[Object pointing dataset rows]

<<<<

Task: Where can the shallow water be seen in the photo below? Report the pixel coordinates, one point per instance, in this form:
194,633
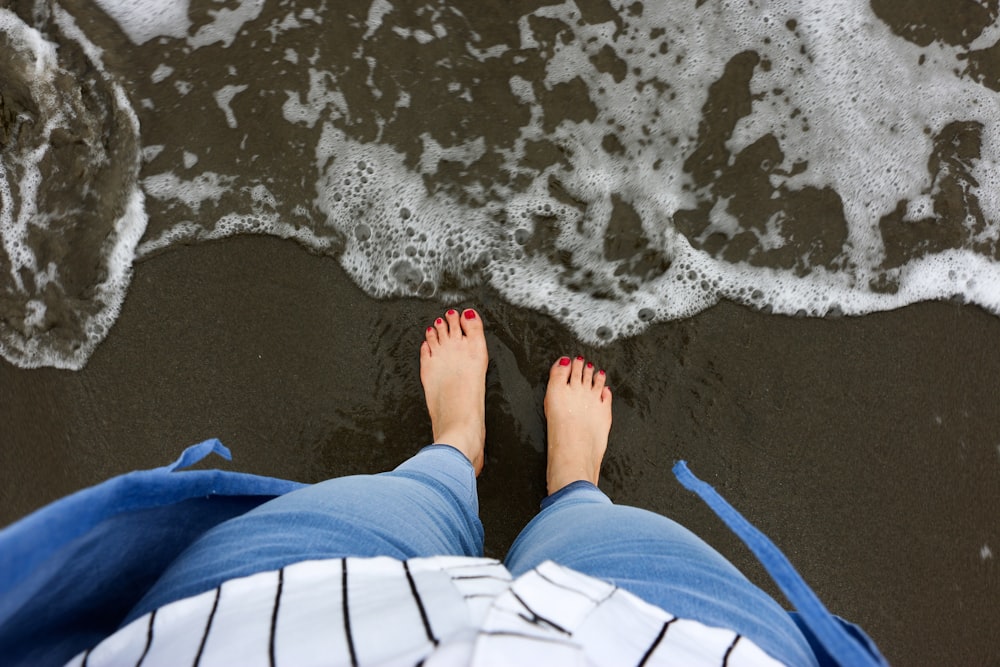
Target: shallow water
610,164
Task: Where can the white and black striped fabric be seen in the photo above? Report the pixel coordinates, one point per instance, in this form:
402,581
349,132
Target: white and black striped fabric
438,611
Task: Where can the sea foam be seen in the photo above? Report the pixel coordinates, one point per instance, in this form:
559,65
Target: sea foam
611,167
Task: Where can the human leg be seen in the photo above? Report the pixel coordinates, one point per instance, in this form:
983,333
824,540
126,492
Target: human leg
426,506
644,553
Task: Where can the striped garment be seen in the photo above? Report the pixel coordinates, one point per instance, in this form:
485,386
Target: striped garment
431,611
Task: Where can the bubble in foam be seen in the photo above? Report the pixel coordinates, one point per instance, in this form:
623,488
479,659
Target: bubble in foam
55,311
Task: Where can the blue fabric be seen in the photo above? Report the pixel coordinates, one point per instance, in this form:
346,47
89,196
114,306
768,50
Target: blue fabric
841,643
658,560
71,571
428,506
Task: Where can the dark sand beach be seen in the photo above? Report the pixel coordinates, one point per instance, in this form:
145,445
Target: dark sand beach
867,448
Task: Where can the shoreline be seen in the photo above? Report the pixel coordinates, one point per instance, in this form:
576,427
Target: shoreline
864,447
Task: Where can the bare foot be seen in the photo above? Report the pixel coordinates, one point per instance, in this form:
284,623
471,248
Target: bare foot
578,412
453,371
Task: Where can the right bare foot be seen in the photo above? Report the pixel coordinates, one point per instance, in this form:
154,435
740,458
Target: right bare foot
578,412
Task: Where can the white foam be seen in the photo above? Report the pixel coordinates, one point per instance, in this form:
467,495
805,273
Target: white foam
224,98
226,24
143,20
26,345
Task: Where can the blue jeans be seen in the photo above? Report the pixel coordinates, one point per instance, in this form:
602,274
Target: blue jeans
428,506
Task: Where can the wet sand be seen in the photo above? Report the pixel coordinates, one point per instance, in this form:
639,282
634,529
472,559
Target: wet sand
866,448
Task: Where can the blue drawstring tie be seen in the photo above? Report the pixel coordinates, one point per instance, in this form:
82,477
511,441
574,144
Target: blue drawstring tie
843,644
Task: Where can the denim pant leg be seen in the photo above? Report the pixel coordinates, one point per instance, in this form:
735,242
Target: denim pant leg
428,506
658,560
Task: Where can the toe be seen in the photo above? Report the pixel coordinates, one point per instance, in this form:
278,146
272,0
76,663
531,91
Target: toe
559,373
600,379
440,330
454,328
472,324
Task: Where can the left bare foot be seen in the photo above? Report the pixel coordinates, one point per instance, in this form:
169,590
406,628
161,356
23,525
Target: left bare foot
453,362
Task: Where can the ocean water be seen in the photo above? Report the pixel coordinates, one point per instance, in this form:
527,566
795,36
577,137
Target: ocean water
612,164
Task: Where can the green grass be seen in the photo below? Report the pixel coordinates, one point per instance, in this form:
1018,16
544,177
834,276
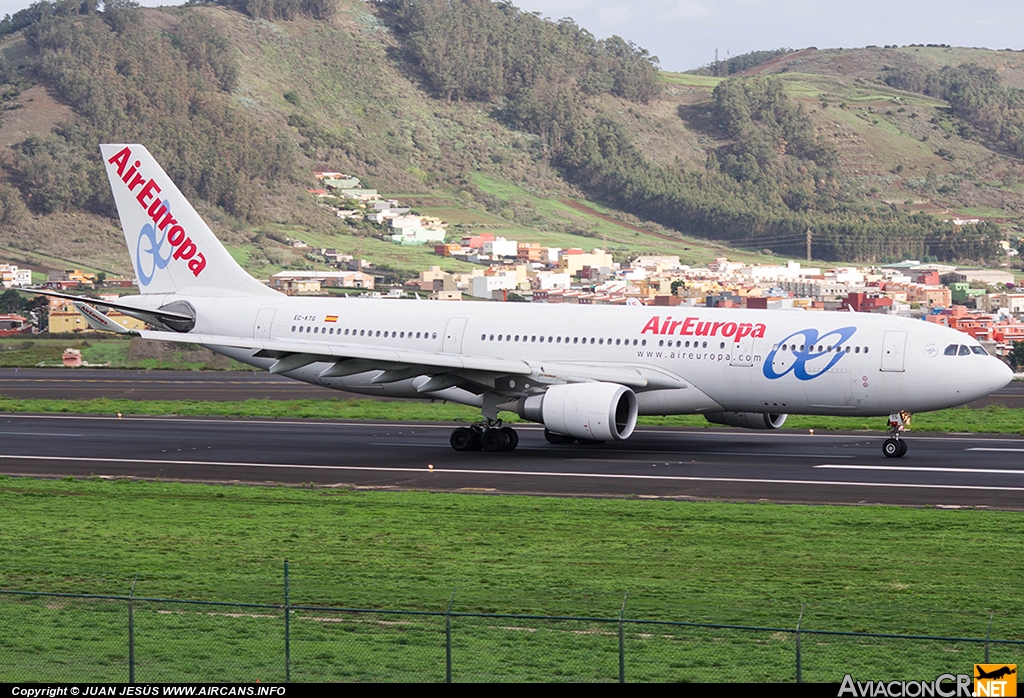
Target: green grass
688,79
866,569
615,237
109,349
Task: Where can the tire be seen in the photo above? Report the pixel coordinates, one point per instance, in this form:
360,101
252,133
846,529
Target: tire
893,448
462,439
513,435
494,440
558,439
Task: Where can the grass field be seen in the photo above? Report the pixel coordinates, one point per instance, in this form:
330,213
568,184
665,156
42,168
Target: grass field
993,419
864,569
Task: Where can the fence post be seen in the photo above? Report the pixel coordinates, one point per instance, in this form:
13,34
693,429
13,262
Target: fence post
799,620
448,640
988,634
622,642
288,630
131,633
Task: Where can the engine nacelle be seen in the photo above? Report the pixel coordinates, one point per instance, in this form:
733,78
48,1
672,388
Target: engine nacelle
748,420
598,411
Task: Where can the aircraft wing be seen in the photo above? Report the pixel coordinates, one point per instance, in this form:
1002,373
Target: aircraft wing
400,364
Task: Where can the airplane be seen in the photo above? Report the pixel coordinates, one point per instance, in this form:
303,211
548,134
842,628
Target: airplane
586,373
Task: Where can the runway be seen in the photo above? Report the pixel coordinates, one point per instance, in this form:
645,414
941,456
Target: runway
219,386
784,467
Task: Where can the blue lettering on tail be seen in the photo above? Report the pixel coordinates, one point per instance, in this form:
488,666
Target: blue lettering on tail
148,232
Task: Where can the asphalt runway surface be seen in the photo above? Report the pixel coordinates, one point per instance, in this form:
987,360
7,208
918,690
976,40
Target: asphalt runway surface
216,386
736,465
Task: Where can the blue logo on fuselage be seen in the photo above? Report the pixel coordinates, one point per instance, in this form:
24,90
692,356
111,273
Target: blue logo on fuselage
148,232
813,346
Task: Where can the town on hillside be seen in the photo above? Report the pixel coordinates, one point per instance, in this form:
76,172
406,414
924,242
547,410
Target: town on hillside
983,303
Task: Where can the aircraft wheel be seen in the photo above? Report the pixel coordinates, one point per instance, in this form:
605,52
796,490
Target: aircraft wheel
462,439
893,448
513,437
495,440
556,438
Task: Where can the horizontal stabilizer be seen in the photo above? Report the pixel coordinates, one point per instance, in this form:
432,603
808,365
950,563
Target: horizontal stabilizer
98,320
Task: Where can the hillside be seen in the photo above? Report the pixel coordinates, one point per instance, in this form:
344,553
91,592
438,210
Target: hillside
242,110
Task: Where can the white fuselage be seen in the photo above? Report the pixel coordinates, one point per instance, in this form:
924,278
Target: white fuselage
693,359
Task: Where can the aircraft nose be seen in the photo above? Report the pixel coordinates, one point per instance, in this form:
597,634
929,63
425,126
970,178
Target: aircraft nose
999,375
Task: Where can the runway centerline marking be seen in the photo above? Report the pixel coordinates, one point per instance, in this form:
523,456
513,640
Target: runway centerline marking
507,473
1006,450
926,469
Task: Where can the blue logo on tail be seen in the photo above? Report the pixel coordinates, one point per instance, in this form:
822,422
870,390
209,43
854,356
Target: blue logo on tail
148,232
826,345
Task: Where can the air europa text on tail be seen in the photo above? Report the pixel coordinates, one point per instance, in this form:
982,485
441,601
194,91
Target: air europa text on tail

>>>>

Print the complete listing exactly, apart from any pictures.

Task answer:
Task: Where can the shallow water be seen in the photo below? Report the pixel coordinates, one point per instance, in this form:
194,633
Target: shallow water
610,164
Task: Where can the white and black striped fabric be seen in the photo above? Report the pixel coordinates, one point per instance, in this form:
402,581
349,132
Target: white and black striped fabric
438,611
Task: Where can the sea foam be seen in the photo above? Report the pixel coordinates, one point per instance, in this form:
559,65
Target: sea foam
611,167
Task: Where can the human leg be seen in the photo above? Report the pixel coordinates, one point per instance, in this form:
983,333
824,540
126,492
Target: human leg
426,506
644,553
Task: Where can the striped garment be seen in the photo above? Report the pixel coordinates, one point per instance, in this form:
485,386
Target: striped garment
431,611
Task: Where can the bubble in foam be seen in the photo above? Report the pixel coordinates, one point per instance, in this form:
623,488
479,659
Target: bubble in foam
55,311
Task: Where can the blue fabric be seen in the photo above? Report the pixel coordinates, one point per instance, in this form:
346,47
89,196
114,306
768,50
Target: blue fabric
841,643
658,560
71,571
428,506
Task: Where can the dark sand beach be seen in the photo above? Report the pixel coordinates, one point per instance, in this form:
145,445
Target: dark sand beach
867,448
Task: Where can the shoreline be seen in the photo above? Report the pixel coordinates, one point per instance, in this form:
576,427
Target: shoreline
864,447
Task: Where can the bare foot be seen in the photo above? Report the pixel coordinates, one point per instance, in this form:
284,623
471,248
Target: bare foot
578,412
453,371
Task: Where can the right bare foot be seen in the photo above? Report the pixel coordinates, one point per instance, in this form:
154,435
740,458
Target: right bare foot
578,412
Task: Where can the white foam be seen in the photo above? Report the pixel coordinates, one point per instance, in this form:
467,495
805,273
Target: white foam
224,98
226,24
143,20
26,345
Task: Where can the blue jeans be seen in the photo above? Report the pixel coordinates, one point per instance, in this form:
602,274
Target: blue jeans
428,506
Task: Where can the wet sand be seen in the photo above? Report the pixel coordinates, one point per instance, in this form:
639,282
634,529
472,559
Target: wet sand
866,448
Task: Where can the blue drawstring tie be seen in the photo above? Report the pixel coordinates, one point per instance, in this form:
82,477
511,441
574,144
Target: blue drawstring tie
843,644
Task: Where can the denim pant leg be seen in the photo above? Report the pixel coordinates, one point per instance, in this form:
735,242
Target: denim pant leg
428,506
658,560
Task: Where can the toe be seen in the photo above? Report the pixel coordinates, one point per instance, in this form:
278,146
272,0
76,663
531,91
Target: toe
559,373
600,379
440,330
454,328
472,324
Task: Where can the left bare foot be seen in the photo above? Report the pixel coordinates, one point per instance, in this form:
169,590
406,628
161,356
23,525
Target: left bare foot
453,362
Task: Where can the ocean water be seen in the photo above? Report the pixel coordinates, one point per instance, in this form:
527,566
795,36
577,137
Target: ocean water
612,164
Task: Where can the green grass be seen in the photo below? Report the pixel coordinates, one point per instance, in this form:
1018,16
544,177
834,276
Target: green grass
688,79
866,569
615,237
109,349
Task: Where can the tire be seen in the photo above? Report the pixel coordinates, one point per instance, in this form:
360,101
252,133
846,529
Target: tire
893,448
462,439
513,435
494,440
558,439
Task: Where can the grass field be seen in the photo above? Report the pixel coordinates, one point per instance, in this form:
330,213
568,184
665,156
42,168
Target: grass field
993,419
864,569
Task: Where can the fence post be seen in the photo above? Report the pixel coordinates, one point per instance, in this form:
13,34
693,429
13,262
Target: fence post
799,620
448,640
988,634
622,642
288,630
131,633
Task: Where can the engine nacelle be seen in the photo above? Report the pixel coordinates, one point per instance, in this form:
733,78
48,1
672,388
Target: engine nacelle
748,420
598,411
Task: Where can the aircraft wing be seen in the photo above? Report the pixel coordinates, one point per instance, in this form:
1002,373
Target: aircraft wing
400,364
Task: Where can the airplane be seen in the photo above? Report the pixel coordinates, one point per instance, in this form:
303,211
548,134
842,628
Target: airplane
586,373
Task: Where can the runway be seen in the photo above? Report the pixel coordinates, one point per instance, in this form:
645,414
941,456
Target: runway
219,386
784,467
Task: Where can the blue lettering on tail be seen in the photo above? Report the pixel coordinates, one point per instance, in this form:
488,666
Target: blue lettering on tail
148,232
Task: Where can the asphalt runway surface be seen in the photo above? Report the pixel coordinates, one point per instance, in this form:
987,360
7,208
918,690
976,40
Target: asphalt runway surface
216,386
736,465
Task: Where can the blue logo on fuselage be seen in the photo above? Report the pixel coordinates, one point per instance, in this form:
24,90
692,356
111,273
Target: blue logo on fuselage
148,232
813,346
Task: Where can the town on hillside be seen in the photo above? Report the pixel coordinates, one point per instance, in this form:
76,172
406,414
924,242
547,410
Target: town on hillside
983,303
Task: Where can the aircraft wheel be seen in the photo above? Report the pixel coordinates, one point per instance, in this form:
605,52
796,490
Target: aircraft wheel
462,439
893,448
513,437
495,440
556,438
Task: Where can the horizontal stabilizer be seen in the photo above? Report the pixel coordinates, one point per instance, in this form:
432,603
808,365
950,563
Target: horizontal stabilizer
98,320
Task: Where can the hillside be seen in the photo above? Report the pixel coordinates, one point per instance, in this form:
344,553
91,592
438,210
Target: hillside
242,110
Task: Where can the white fuselage be seen in the photo above? Report the pixel coordinates, one point per instance, in this form:
924,278
Target: white fuselage
693,359
Task: Where can the aircraft nose be seen in the photo above? Report the pixel coordinates, one point per instance, in this form:
597,634
929,63
425,126
970,178
Target: aircraft nose
999,375
Task: Where can the runway centerline marking be seen in the photo above? Report the pixel coordinates, one point per instance, in this form:
523,456
513,640
Target: runway centerline marking
507,473
1006,450
926,469
Task: Where can the blue logo on tail be seen in the photo above? Report the pixel coordinates, one point per instance, in this form:
822,422
870,390
209,43
854,356
Target: blue logo on tail
148,232
826,345
Task: Where can the air europa text on tail be seen in the photo above? Report the pixel coordinates, one point per instance, in this form:
982,485
441,601
194,91
Target: air europa text on tail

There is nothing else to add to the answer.